--- Task requirements ---
Rescale the answer point coordinates by 1.3, rounding to whole numbers with halves rounded up, and write out again only the lines between the one holding "Point to the sunset" and the one holding "Target: jagged rock", inclusive, requests included. Leave the sample coordinates in the requests unchanged.

--- Data provided ---
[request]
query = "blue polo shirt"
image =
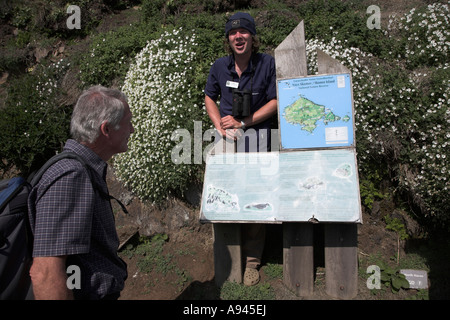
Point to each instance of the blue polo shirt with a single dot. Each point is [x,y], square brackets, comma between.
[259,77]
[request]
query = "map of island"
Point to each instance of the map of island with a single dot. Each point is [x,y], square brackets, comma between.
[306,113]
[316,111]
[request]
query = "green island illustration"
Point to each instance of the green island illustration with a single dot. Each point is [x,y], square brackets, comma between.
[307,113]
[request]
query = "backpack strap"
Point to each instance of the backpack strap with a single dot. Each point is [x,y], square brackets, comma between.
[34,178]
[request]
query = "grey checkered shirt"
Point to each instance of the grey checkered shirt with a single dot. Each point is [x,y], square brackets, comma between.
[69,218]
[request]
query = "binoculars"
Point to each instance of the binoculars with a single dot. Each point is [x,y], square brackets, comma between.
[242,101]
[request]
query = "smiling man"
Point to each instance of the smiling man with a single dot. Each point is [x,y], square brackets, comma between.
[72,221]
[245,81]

--

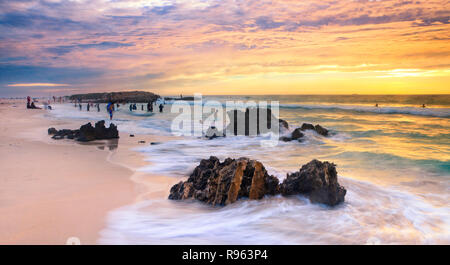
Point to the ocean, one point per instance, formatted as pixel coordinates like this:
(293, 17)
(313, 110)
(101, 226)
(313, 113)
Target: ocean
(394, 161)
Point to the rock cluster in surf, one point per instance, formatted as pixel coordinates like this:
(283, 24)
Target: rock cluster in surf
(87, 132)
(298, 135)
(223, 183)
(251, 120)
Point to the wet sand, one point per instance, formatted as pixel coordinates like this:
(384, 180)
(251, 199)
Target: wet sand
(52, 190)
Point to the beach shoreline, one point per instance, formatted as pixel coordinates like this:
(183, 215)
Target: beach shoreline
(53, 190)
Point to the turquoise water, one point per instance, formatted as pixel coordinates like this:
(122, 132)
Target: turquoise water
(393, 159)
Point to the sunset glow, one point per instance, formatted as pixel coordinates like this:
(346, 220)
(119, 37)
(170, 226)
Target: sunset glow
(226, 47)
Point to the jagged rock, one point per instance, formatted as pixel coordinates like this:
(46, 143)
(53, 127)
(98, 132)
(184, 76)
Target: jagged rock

--- Written solution ---
Point to the sunset glow, one point per instance, formatted as pixel coordinates like this:
(346, 220)
(119, 37)
(170, 226)
Target: sunset glow
(294, 61)
Point to the jagged rock, one point per instance, formatted as pixel coordinates like this:
(46, 143)
(53, 127)
(98, 132)
(184, 76)
Target: jagged rock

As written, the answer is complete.